**Text provided**
Content starts

Adapted from a recipe by Nigella Lawson

Ingredients
  • 125g butter at room temperature
  • 1/2 cup of caster sugar
  • 2 eggs at room temperature
  • 3/4 cup all purpose flour
  • 1/2 teaspoon of baking soda
  • 1 teaspoon of baking powder
  • 2 teaspoons of vanilla extract
  • 2 to 3 tablespoons of milk

Method

  1. Preheat oven to 200C (400f) and line a 12 hole muffin tin with cupcake cases.
  2. Put all the ingredients except the milk into a food processor and blitz until smooth.  Pulse while adding the milk down the funnel to make a smooth dropping consistency.
  3. Divide the mixture between the cupcake cases and bake in the oven for 15 to 20 minutes. They should have risen and be golden on top.
  4. Let them cool in the tin for 10 minutes before turning out onto a cooling rack.

Content ends

(Natural-language object grounding data)
Content starts

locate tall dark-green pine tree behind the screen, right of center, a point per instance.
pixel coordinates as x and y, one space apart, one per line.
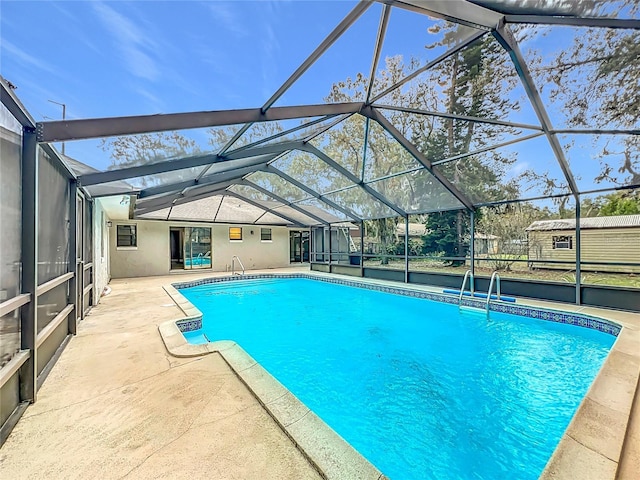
469 88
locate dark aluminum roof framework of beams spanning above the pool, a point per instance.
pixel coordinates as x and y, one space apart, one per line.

Content ends

**Action item**
Continue the cupcake recipe from where it stops. The data above plays no part in what comes next.

**Answer for the task**
Easter Cupcakes

Decorating these cupcakes were the most fun.  I pipped royal icing on them first then covered and decorated them with molding fondant and licorice for the bunny whiskers.

Royal Icing

Ingredients
  • 2 large egg whites
  • 3 cups of icing sugar
  • 1 teaspoon of lemon or lime juice
Method
  1. Combine the egg whites and icing sugar in a medium sized mixing bowl and beat with an electric mixer on medium speed until opaque and shinny, about 5 minutes.
  2. Beat in juice, this will thin out the icing.  Beat for another couple of minutes until you reach the right consistency for the cupcakes.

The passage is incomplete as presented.